§ What you should do
Replace "plaid" with "checkered" in the entries, starting with the line that contains "in plaid shirt?" and going on through the end of the entries. Write out only those lines, with everything else unchanged.

[Saved entries]
■ ■ ■ ■

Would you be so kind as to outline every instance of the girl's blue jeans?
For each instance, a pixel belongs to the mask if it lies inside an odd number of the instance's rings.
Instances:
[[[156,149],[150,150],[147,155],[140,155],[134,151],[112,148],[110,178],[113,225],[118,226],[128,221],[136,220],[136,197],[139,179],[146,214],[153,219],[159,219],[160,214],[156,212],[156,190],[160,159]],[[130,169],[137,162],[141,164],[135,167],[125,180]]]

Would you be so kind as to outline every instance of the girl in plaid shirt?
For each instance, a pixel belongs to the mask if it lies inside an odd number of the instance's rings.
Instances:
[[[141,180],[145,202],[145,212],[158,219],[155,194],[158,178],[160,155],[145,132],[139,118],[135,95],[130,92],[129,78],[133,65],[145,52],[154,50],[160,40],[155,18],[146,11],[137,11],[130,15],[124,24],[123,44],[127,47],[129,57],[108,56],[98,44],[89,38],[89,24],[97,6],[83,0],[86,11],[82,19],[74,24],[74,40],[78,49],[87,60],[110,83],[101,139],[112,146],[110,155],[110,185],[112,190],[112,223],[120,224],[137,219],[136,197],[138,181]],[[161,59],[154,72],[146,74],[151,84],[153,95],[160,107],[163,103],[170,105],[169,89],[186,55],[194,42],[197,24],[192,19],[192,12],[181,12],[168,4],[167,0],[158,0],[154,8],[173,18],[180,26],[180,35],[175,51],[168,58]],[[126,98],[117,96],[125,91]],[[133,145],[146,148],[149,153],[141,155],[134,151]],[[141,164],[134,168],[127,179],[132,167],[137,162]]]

■ ■ ■ ■

§ Written response
Would you be so kind as to outline every instance of the girl in checkered shirt?
For each instance, a pixel belongs to the mask if it lies inside an odd number of the instance's rings.
Instances:
[[[141,180],[145,202],[145,212],[158,219],[155,194],[158,178],[160,155],[145,132],[139,118],[135,95],[130,92],[129,78],[133,65],[145,52],[154,50],[160,40],[155,18],[146,11],[137,11],[130,15],[124,24],[123,44],[127,47],[129,57],[108,56],[98,44],[89,38],[89,24],[97,6],[83,0],[86,11],[82,19],[74,24],[74,40],[78,49],[87,60],[110,83],[101,139],[112,146],[110,155],[110,185],[112,190],[112,223],[120,224],[137,219],[136,197],[138,181]],[[161,59],[154,72],[146,74],[151,84],[153,95],[160,107],[163,103],[170,105],[169,89],[186,55],[194,42],[197,24],[192,19],[192,12],[181,12],[168,4],[167,0],[158,0],[154,8],[173,18],[180,26],[180,35],[175,51],[168,58]],[[126,98],[117,96],[125,91]],[[133,145],[146,148],[149,153],[141,155],[134,151]],[[141,164],[134,168],[127,179],[132,167],[137,162]]]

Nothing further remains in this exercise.